EXERCISE OBJECTIVE —
Reproduce all of the data exactly.
━━━━
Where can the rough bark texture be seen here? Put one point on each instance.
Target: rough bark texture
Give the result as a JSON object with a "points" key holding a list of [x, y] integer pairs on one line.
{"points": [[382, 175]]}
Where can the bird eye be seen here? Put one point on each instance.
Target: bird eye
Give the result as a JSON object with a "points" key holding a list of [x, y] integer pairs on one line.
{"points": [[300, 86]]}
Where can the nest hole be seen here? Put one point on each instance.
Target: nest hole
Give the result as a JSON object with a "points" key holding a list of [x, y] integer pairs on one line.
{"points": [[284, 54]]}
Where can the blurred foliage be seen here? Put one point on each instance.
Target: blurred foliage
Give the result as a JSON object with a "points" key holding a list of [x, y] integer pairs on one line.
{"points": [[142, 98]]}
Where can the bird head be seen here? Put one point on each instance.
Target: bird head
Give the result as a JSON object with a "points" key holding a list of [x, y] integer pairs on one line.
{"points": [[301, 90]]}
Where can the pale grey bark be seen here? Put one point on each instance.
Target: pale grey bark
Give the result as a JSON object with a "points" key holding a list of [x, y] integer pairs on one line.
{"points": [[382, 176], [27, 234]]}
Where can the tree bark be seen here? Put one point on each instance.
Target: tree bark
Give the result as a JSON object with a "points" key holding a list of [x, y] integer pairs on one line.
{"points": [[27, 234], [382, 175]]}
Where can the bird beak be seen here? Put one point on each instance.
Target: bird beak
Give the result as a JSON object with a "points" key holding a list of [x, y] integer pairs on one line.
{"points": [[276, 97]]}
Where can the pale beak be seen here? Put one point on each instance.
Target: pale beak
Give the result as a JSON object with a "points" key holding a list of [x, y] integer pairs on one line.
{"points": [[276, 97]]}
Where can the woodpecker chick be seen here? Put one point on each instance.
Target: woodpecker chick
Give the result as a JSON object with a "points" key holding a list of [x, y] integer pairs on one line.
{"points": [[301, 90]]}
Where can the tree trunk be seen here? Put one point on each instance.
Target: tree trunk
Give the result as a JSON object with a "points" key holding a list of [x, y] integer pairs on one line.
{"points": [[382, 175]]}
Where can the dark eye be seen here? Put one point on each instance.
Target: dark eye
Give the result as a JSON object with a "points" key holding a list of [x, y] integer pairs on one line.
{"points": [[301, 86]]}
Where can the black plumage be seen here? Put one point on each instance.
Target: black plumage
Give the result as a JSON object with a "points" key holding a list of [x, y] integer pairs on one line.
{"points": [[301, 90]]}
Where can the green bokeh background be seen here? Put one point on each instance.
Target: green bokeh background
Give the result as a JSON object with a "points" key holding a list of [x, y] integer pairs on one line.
━━━━
EXERCISE RESPONSE —
Where can the rough bark texture be seen here? Put one point on each instance.
Target: rough bark texture
Give the result as a JSON object with a "points" key holding a list of [x, y] integer pairs on one line.
{"points": [[382, 175]]}
Where can the bird eye be seen here? Put one point on each instance.
Target: bird eye
Give the result as a JSON object with a "points" key holding a list of [x, y] integer pairs on one line.
{"points": [[300, 86]]}
Where can the nest hole be seen here? Put one point on each instance.
Target: nest hole
Give the result as a JSON object with a "points" key holding a list of [x, y] integer pairs on one line.
{"points": [[284, 54]]}
Where can the blurred foliage be seen here? Put one point on each instance.
Target: blurred foliage
Give the result as a JSON object with a "points" key holding a list of [x, y] integer pairs on one line.
{"points": [[142, 98]]}
Where can the bird head be seen here? Put one point on each instance.
Target: bird head
Give the result as a JSON object with a "points" key holding a list of [x, y] integer pairs on one line.
{"points": [[301, 90]]}
Where can the pale grey bark be seen here? Put one point on each instance.
Target: pale grey bark
Give the result as a JSON object with a "points" key holding a list of [x, y] integer pairs on one line.
{"points": [[382, 176], [27, 234]]}
Where can the tree bark be seen here? Put one point on each instance.
Target: tree bark
Give the result as a JSON object with a "points" key holding a list of [x, y] integer pairs on one line.
{"points": [[27, 234], [382, 175]]}
Where can the bird beak be seen here? Put one point on each instance.
Target: bird beak
Give the result as a JSON object with a "points" key holding a list of [x, y] integer pairs on one line.
{"points": [[276, 97]]}
Where can the pale beak be seen here? Put one point on each instance.
Target: pale beak
Give the result as a JSON object with a "points" key holding a list of [x, y] integer pairs on one line.
{"points": [[276, 97]]}
Where can the woodpecker chick be seen here? Put one point on each instance.
Target: woodpecker chick
Give the result as a JSON object with a "points" key holding a list of [x, y] integer pairs on one line.
{"points": [[301, 90]]}
Where can the tree trunk be seen here? Put one point on each instance.
Target: tree trunk
Give the result as a JSON object with a "points" key holding a list of [x, y] integer pairs on one line.
{"points": [[382, 175]]}
Where can the dark eye be seen here? Put one point on each instance.
Target: dark eye
Give the result as a JSON object with a "points" key holding a list of [x, y] integer pairs on one line.
{"points": [[301, 86]]}
Where can the black plumage be seen here? Put one point on each instance.
Target: black plumage
Give the result as a JSON object with a "points" key holding a list of [x, y] integer pairs on one line.
{"points": [[301, 90]]}
Where can the green bokeh background be seen here? Put one point on each instance.
Target: green bokeh background
Give the result as a JSON object with a "points" key holding a list of [x, y] integer pairs on one line.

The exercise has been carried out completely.